### EXTRACTED DATA
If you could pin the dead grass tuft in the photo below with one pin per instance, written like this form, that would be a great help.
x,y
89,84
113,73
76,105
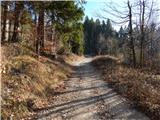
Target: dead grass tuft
x,y
138,85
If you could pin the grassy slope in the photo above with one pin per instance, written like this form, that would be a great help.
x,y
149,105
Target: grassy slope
x,y
140,86
28,82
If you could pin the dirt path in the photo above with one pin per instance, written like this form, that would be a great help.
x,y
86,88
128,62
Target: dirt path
x,y
88,97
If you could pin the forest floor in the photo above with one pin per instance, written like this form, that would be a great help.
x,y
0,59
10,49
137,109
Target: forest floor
x,y
86,96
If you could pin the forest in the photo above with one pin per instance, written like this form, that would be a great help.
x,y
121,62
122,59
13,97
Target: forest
x,y
59,63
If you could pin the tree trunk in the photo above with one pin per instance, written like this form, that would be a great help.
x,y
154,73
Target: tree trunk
x,y
142,37
40,29
131,35
4,19
18,9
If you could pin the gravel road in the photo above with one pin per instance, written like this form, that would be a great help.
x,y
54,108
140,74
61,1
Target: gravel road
x,y
88,97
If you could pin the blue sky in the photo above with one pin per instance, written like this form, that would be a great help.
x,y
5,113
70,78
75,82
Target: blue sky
x,y
92,7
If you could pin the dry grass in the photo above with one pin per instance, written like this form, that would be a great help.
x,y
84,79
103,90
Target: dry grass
x,y
29,83
139,85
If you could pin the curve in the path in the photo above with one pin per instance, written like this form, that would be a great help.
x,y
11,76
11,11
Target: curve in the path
x,y
88,97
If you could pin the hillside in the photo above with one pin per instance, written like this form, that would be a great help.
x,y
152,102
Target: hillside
x,y
29,82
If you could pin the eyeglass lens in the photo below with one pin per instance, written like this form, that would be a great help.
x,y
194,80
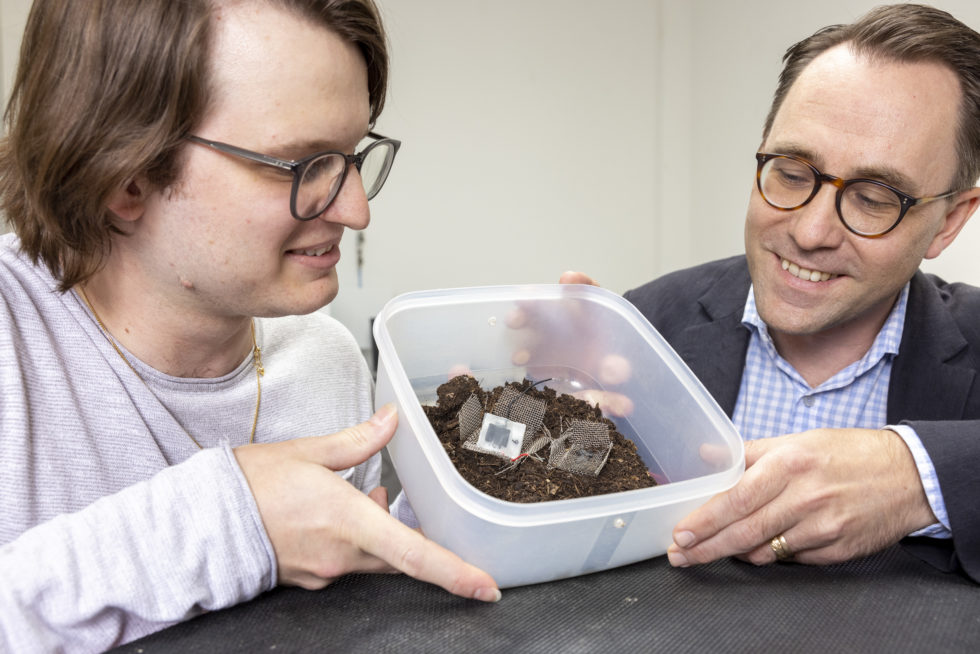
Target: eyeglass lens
x,y
323,177
865,207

### TASK DETAILS
Reproduce the lines starting with the line containing "If you could pin the blue" and going on through the end of the lines, both ends included. Leave the pictures out.

### SOLUTION FOR THIS TASK
If you could pin the blue sky in the photo above with one pin per instance, written like this form, that would be a great help.
x,y
5,113
70,78
75,82
Target: blue sky
x,y
92,7
If you could pin the dry grass in the photo above with one pin per instance, written like this form, that would be a great help.
x,y
84,79
103,90
Target: dry grass
x,y
29,83
139,85
If you could pin the curve in the path in the photo above with one pin per instance, written like this form, that would be a great help.
x,y
11,76
11,11
Target: curve in the path
x,y
88,97
If you could pin the hillside in the photo above with one pin per instance, written like this form, that would be a great help.
x,y
152,102
Target: hillside
x,y
29,82
If you could pin the eyeglass lens in the photo below with one pin per instance, written like this form, that would be a great help.
x,y
194,80
Target: eyeglass lens
x,y
323,177
865,207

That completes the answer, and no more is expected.